== DATA SHOWN ==

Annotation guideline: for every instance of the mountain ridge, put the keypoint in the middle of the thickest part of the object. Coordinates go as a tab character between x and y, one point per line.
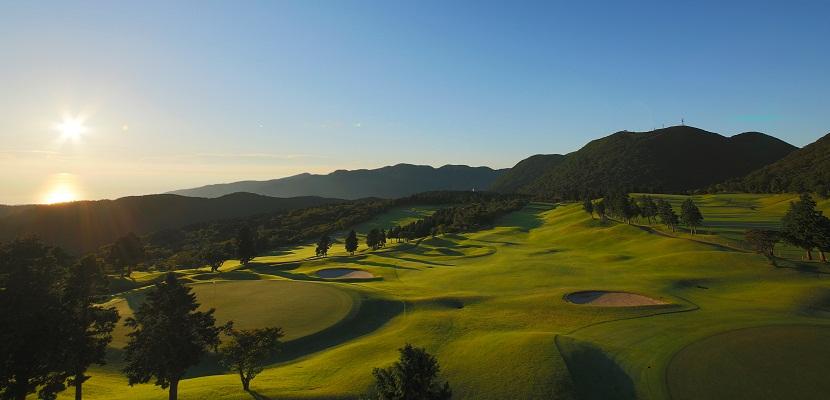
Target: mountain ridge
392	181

===
== DATA SHOWN ==

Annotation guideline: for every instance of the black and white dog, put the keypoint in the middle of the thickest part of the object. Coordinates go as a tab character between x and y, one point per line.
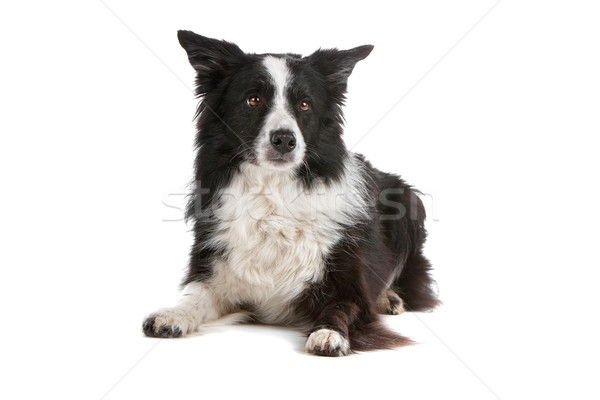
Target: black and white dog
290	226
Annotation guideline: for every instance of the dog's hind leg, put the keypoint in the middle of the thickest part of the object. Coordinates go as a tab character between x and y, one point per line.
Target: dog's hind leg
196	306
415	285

===

§ WRITTEN REQUEST: List every line of the records above that contains the word "white", copying each line in full.

§ ANSWER TO THIS EXERCISE:
Annotation guideline: for every instance of the black and white dog, put the keypoint in the middle of the thickest part of the object. Coordinates go as a tab character between x and y, one point per line.
Target: black and white dog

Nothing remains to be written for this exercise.